_Passage to read_
--- START ---
M is INTEGER The number of rows of the matrix A. M >= 0.
N is INTEGER The number of columns of the matrix A. N >= 0.
A is DOUBLE PRECISION array, dimension (LDA,N) On entry, the M-by-N matrix A. On exit, the elements on and above the diagonal of the array contain the min(M,N)-by-N upper trapezoidal matrix R (R is upper triangular if M >= N); the elements below the diagonal are used to store part of the data structure to represent Q.
LDA is INTEGER The leading dimension of the array A. LDA >= max(1,M).
T is DOUBLE PRECISION array, dimension (MAX(5,TSIZE)) On exit, if INFO = 0, T(1) returns optimal (or either minimal or optimal, if query is assumed) TSIZE. See TSIZE for details. Remaining T contains part of the data structure used to represent Q. If one wants to apply or construct Q, then one needs to keep T (in addition to A) and pass it to further subroutines.
TSIZE is INTEGER If TSIZE >= 5, the dimension of the array T. If TSIZE = -1 or -2, then a workspace query is assumed. The routine only calculates the sizes of the T and WORK arrays, returns these values as the first entries of the T and WORK arrays, and no error message related to T or WORK is issued by XERBLA. If TSIZE = -1, the routine calculates optimal size of T for the optimum performance and returns this value in T(1). If TSIZE = -2, the routine calculates minimal size of T and returns this value in T(1).
(workspace) DOUBLE PRECISION array, dimension (MAX(1,LWORK)) On exit, if INFO = 0, WORK(1) contains optimal (or either minimal or optimal, if query was assumed) LWORK. See LWORK for details.
--- END ---
Entries for labeling object positions:
--- START ---
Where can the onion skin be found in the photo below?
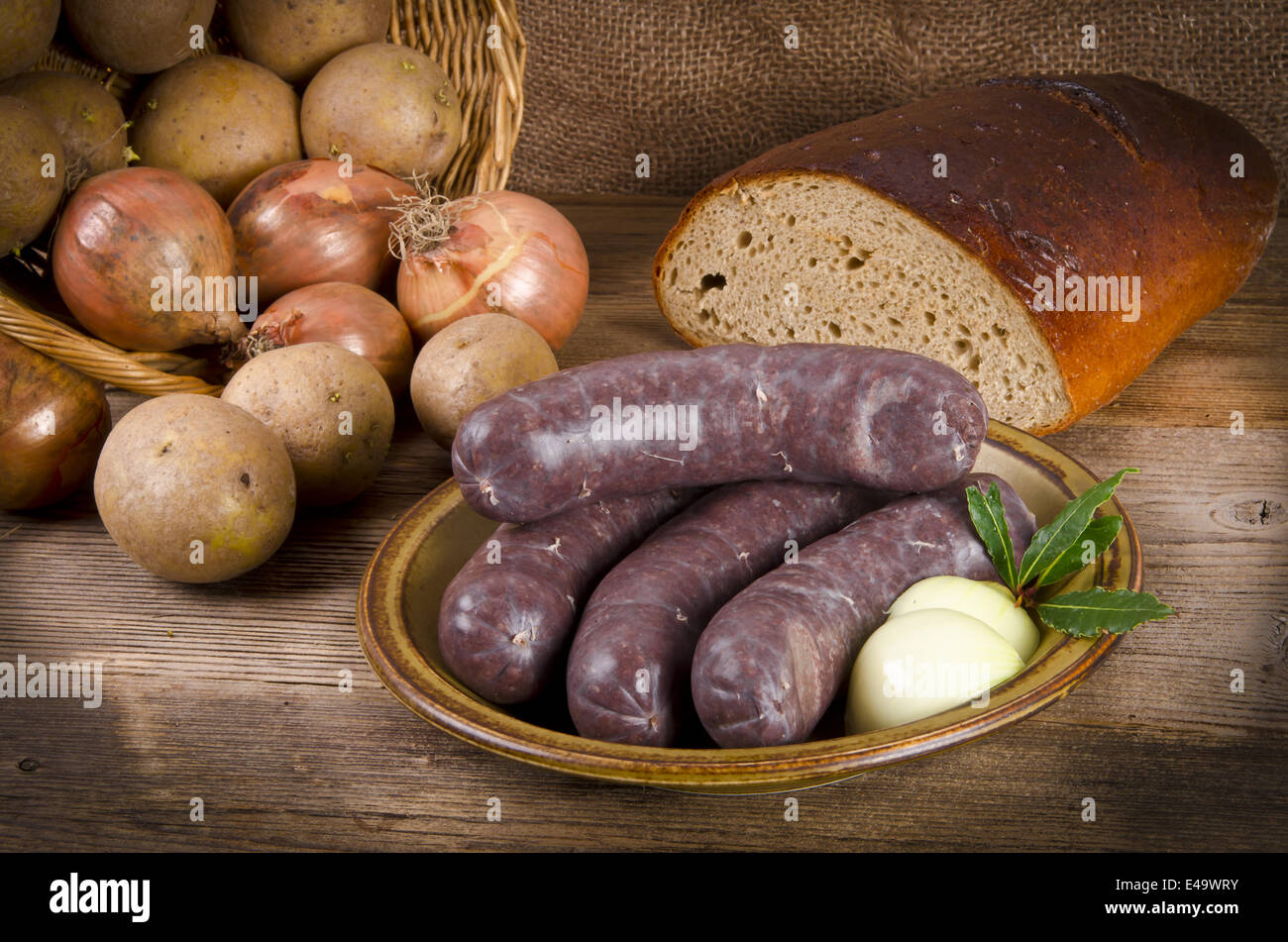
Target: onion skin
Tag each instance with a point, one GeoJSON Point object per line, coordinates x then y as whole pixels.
{"type": "Point", "coordinates": [518, 244]}
{"type": "Point", "coordinates": [349, 315]}
{"type": "Point", "coordinates": [53, 422]}
{"type": "Point", "coordinates": [127, 227]}
{"type": "Point", "coordinates": [303, 223]}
--- END ---
_Direction 1_
Answer these questions using the parameter descriptions:
(a) What lower bound is stated for LDA?
(b) When TSIZE = -2, what value does the routine return in T(1)?
(c) On exit, what do the elements below the diagonal of A store?
_Direction 2_
Extend the parameter descriptions beyond their final sentence, using the same style.

_Task response 1_
(a) LDA >= max(1,M).
(b) The minimal size of T.
(c) Part of the data structure used to represent Q.

_Task response 2_
LWORK is INTEGER The dimension of the array WORK. If LWORK = -1 or -2, then a workspace query is assumed. The routine only calculates the sizes of the T and WORK arrays, returns these values as the first entries of the T and WORK arrays, and no error message related to T or WORK is issued by XERBLA. If LWORK = -1, the routine calculates optimal size of WORK for the optimal performance and returns this value in WORK(1). If LWORK = -2, the routine calculates minimal size of WORK and returns this value in WORK(1).
INFO is INTEGER = 0: successful exit < 0: if INFO = -i, the i-th argument had an illegal value
Univ. of California Berkeley
Univ. of Colorado Denver
The goal of the interface is to give maximum freedom to the developers for creating any QR factorization algorithm they wish. The triangular (trapezoidal) R has to be stored in the upper part of A. The lower part of A and the array T can be used to store any relevant information for applying or constructing the Q factor. The WORK array can safely be discarded after exit.
Caution: One should not expect the sizes of T and WORK to be the same from one LAPACK implementation to the other, or even from one execution to the other. A workspace query (for T and WORK) is needed at each execution. However, for a given execution, the size of T and WORK are fixed and will not change from one query to the next.
Further Details particular to this LAPACK implementation:
These details are particular for this LAPACK implementation. Users should not take them for granted. These details may change in the future, and are unlikely not true for another LAPACK implementation. These details are relevant if one wants to try to understand the code. They are not part of the interface.
In this version,
Depending on the matrix dimensions M and N, and row and column block sizes MB and NB returned by ILAENV, DGEQR will use either DLATSQR (if the matrix is tall-and-skinny) or DGEQRT to compute the QR factorization.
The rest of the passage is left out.